What the task requires: Each entry has to be copied exactly, with nothing missed.
**** Material ****
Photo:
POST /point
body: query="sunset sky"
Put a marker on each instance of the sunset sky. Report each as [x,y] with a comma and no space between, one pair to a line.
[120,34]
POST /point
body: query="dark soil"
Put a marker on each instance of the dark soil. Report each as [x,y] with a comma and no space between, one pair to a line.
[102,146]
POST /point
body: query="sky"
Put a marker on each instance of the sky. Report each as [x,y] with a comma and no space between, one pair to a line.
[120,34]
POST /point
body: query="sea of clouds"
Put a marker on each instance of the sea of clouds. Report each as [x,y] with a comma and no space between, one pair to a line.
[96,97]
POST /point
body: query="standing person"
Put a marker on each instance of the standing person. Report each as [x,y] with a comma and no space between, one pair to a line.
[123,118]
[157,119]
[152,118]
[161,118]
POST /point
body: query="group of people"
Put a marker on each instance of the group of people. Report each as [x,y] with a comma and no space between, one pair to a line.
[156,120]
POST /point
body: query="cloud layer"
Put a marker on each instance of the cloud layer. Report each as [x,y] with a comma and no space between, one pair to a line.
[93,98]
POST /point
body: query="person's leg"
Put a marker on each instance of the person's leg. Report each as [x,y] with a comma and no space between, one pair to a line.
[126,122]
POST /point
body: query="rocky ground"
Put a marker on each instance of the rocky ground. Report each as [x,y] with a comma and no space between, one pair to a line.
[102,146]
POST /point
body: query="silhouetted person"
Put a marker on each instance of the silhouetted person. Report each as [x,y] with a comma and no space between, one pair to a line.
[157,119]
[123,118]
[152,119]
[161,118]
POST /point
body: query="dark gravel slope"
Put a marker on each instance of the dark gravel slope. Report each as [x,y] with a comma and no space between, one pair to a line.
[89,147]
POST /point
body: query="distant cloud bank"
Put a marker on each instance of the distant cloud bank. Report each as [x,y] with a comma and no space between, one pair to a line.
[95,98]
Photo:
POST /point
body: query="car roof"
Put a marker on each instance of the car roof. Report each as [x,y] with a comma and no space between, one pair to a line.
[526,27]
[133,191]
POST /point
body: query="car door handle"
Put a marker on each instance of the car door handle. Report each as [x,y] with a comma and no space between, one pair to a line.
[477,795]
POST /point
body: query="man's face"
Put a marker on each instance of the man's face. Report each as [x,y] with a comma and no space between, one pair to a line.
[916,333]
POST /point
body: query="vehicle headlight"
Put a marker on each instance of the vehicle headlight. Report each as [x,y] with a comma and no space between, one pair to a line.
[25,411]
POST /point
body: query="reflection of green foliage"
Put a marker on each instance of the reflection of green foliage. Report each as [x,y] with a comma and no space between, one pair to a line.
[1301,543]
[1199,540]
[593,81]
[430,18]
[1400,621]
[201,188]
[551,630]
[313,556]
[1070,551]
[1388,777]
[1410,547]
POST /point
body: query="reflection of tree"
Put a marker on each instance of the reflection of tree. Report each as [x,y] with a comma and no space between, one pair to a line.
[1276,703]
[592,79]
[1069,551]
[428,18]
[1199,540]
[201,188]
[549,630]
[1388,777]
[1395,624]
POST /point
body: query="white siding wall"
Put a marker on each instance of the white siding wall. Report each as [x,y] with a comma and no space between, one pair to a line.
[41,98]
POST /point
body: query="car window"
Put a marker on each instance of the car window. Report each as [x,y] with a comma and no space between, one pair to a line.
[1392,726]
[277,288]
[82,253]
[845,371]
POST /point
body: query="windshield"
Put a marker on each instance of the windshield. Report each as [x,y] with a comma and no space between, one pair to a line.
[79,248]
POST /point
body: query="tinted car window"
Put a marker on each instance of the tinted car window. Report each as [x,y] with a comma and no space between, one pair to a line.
****
Solved exercise:
Photo:
POST /point
body: query="sunset sky"
Put a marker on each instance of the sunset sky. Report each as [x,y] with a comma and no space between, one pair to a line.
[120,34]
POST /point
body: query="dark soil"
Put a marker on each instance of the dark soil. Report each as [x,y] with a comma and no space between, one pair to a line.
[102,146]
POST /point
body: query="sky"
Put a marker on each instance of the sky. Report each as [x,y] with a comma and no space between, one pair to a line.
[120,34]
POST /point
body: query="sea of clouds"
Put a marker on each instance of the sea of clouds. Report each as [x,y] with a comma and no space between, one pair to a line.
[96,97]
POST /point
body: query="standing person"
Put a marker on each instance of the standing person. Report each as [x,y] with a comma and no space between, one pair to a line.
[123,118]
[157,119]
[152,118]
[161,118]
POST /point
body: query="group of people"
Put a marker on each instance of the group of people. Report each as [x,y] with a comma and no space between, one pair to a line.
[156,120]
POST /point
body: query="cloud layer"
Put a marker on each instance of the cloud layer. Report each as [x,y] with a comma and no space between, one pair to a line.
[93,98]
POST /point
body: query="person's leg"
Put a marker on each instance of the person's leg. Report each as [x,y] with a comma and no space between, one pair to a line.
[126,122]
POST /point
body: query="rocky ground"
Put a marker on each instance of the rocky ground. Report each as [x,y] with a comma and no space between, one pair to a line.
[102,146]
POST /point
body: query="silhouetted person"
Put a marker on each instance of the silhouetted person. Report each as [x,y] with a comma and no space between, one pair to a line.
[157,119]
[123,118]
[152,119]
[161,118]
POST /point
body: query="dark gravel slope"
Put a marker on each instance of the dark gravel slope. Report each as [x,y] with a comma and no space between, one pair to a line.
[89,147]
POST /point
body: query="distant cloud bank"
Put a marker on each instance of the distant cloud bank. Report each as [x,y] with a comma and no space between, one pair to a line.
[95,98]
Photo:
POST /point
body: query="car roof"
Put a marker on each instance of the car roof. Report each as [x,y] with a comma and no space between, one pair to a line.
[526,27]
[133,191]
POST /point
body: query="car door handle"
Put a marker on each instance of the car door handle. Report each as [x,y] with a comma and no space between, one pair to a line.
[477,795]
POST /point
body: query="man's face"
Put a marker on each instance of the man's face. Report each as [x,y] with a comma and no space between, one pair to a line.
[916,333]
POST /point
body: query="vehicle headlight"
Put a marker on each instance of the vehicle headlight. Report each as [x,y] with a comma and no space between, one pair to a line.
[25,411]
POST /point
body: query="reflection of green foliage"
Put a marker on each instance of the reflection of green foliage. Report each as [x,y] with a comma and no space between, one pair to a line.
[1301,543]
[1199,540]
[593,81]
[430,18]
[1400,621]
[201,188]
[551,630]
[313,556]
[1070,551]
[1388,777]
[1410,547]
POST /point
body: query="reflection of tree"
Put a marker on each instance of the reflection of tree. Report each as [x,y] with a comma and no space between, one pair to a line.
[1276,703]
[592,79]
[1069,551]
[428,18]
[1199,540]
[201,188]
[549,630]
[1388,777]
[1395,624]
POST /point
body: query="white siding wall"
Put a marker on each instance of the white siding wall. Report each as [x,y] with a comma and no space between, one pair to a line.
[41,98]
POST /point
body: query="car window"
Put a marker on each instance of the car window. Report each as [x,y] with a comma and no space between, one pair to a line.
[1392,726]
[277,288]
[82,253]
[845,371]
POST /point
body: query="windshield"
Put a marker on each instance of the windshield. Report each as [x,y] with a comma and no space between, one pair to a line.
[79,248]
POST /point
body: query="tinted car window"
Put a marker on each instance of the tinted car window. Report each as [x,y] with a comma and no space between, one pair to a line.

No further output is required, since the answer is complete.